*Given problem 1:* In the hockey commentary below, what is Bouchard said to be masterful at already?

*Given text:*
-.-.-

Not saying bring up Bouchard but one thing he is masterful at already is faking everyone out with what looks like a shot then turns into a tape to tape pass.

Need more of that. Nurse is even better on the power play than Klef. They could be keeping Nurse off to keep his points down thus making it better for contract negotiations.

This is exactly what I’ve thought for years. Do what’s ever the opposite of what it seems you are doing.

These guys ALL have skill. They know what they’d do themselves in a certain situation. If someone pretended to do something but did the opposite, they’d have something that worked.

For example, take a routine play, the D-man behind the net on his forehand, will circle and try to either bang it high off the glass or to an open man, if that exists. The other team knows this too so they are waiting for it.

If that D-man does something opposite that the other team doesn’t expect, like back-pass or to the middle or something opposite of what is typical, then it will work and mind blown hehe.

-.-.-

*Record extracts:*
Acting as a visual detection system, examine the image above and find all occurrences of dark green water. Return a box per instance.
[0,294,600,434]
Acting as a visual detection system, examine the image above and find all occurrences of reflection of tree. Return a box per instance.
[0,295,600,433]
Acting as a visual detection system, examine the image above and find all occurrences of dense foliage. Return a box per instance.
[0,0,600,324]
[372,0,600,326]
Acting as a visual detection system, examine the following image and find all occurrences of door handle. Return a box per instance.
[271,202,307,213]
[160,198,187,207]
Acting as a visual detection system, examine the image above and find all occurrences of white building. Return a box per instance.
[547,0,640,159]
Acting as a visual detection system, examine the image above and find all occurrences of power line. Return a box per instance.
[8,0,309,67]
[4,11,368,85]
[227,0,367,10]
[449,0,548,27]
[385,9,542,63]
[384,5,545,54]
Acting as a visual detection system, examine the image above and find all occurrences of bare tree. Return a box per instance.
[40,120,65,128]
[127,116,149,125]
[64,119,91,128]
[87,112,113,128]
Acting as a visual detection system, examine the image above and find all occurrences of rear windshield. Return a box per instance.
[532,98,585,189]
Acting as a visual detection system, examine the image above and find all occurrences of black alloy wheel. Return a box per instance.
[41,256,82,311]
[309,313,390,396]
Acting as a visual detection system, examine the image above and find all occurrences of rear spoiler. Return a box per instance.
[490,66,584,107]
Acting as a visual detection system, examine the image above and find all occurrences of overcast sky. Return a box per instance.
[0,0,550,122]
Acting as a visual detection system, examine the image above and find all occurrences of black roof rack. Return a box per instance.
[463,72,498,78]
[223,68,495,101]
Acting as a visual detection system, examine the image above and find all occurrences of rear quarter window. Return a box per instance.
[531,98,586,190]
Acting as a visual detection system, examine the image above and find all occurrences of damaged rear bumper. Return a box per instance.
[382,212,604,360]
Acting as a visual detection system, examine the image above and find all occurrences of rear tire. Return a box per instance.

-.-.-

*Given problem 2:* Retype the entries above, beginning at their first line and stopping after the line that contains "[531,98,586,190]".

*Full solution 1:* Faking everyone out with what looks like a shot that then turns into a tape-to-tape pass.

*Full solution 2:*
Acting as a visual detection system, examine the image above and find all occurrences of dark green water. Return a box per instance.
[0,294,600,434]
Acting as a visual detection system, examine the image above and find all occurrences of reflection of tree. Return a box per instance.
[0,295,600,433]
Acting as a visual detection system, examine the image above and find all occurrences of dense foliage. Return a box per instance.
[0,0,600,324]
[372,0,600,326]
Acting as a visual detection system, examine the following image and find all occurrences of door handle. Return a box per instance.
[271,202,307,213]
[160,198,187,207]
Acting as a visual detection system, examine the image above and find all occurrences of white building. Return a box per instance.
[547,0,640,159]
Acting as a visual detection system, examine the image above and find all occurrences of power line. Return a box per instance.
[8,0,309,67]
[4,11,368,85]
[227,0,367,10]
[449,0,548,27]
[385,9,542,63]
[384,5,545,54]
Acting as a visual detection system, examine the image above and find all occurrences of bare tree. Return a box per instance.
[40,120,65,128]
[127,116,149,125]
[64,119,91,128]
[87,112,113,128]
Acting as a visual detection system, examine the image above and find all occurrences of rear windshield. Return a box per instance.
[532,98,585,189]
Acting as a visual detection system, examine the image above and find all occurrences of black alloy wheel. Return a box per instance.
[41,256,82,311]
[309,313,390,396]
Acting as a visual detection system, examine the image above and find all occurrences of rear spoiler. Return a box per instance.
[490,66,584,107]
Acting as a visual detection system, examine the image above and find all occurrences of overcast sky. Return a box per instance.
[0,0,550,122]
Acting as a visual detection system, examine the image above and find all occurrences of black roof rack. Return a box per instance.
[463,72,498,78]
[223,68,495,101]
Acting as a visual detection system, examine the image above and find all occurrences of rear quarter window. Return a box per instance.
[531,98,586,190]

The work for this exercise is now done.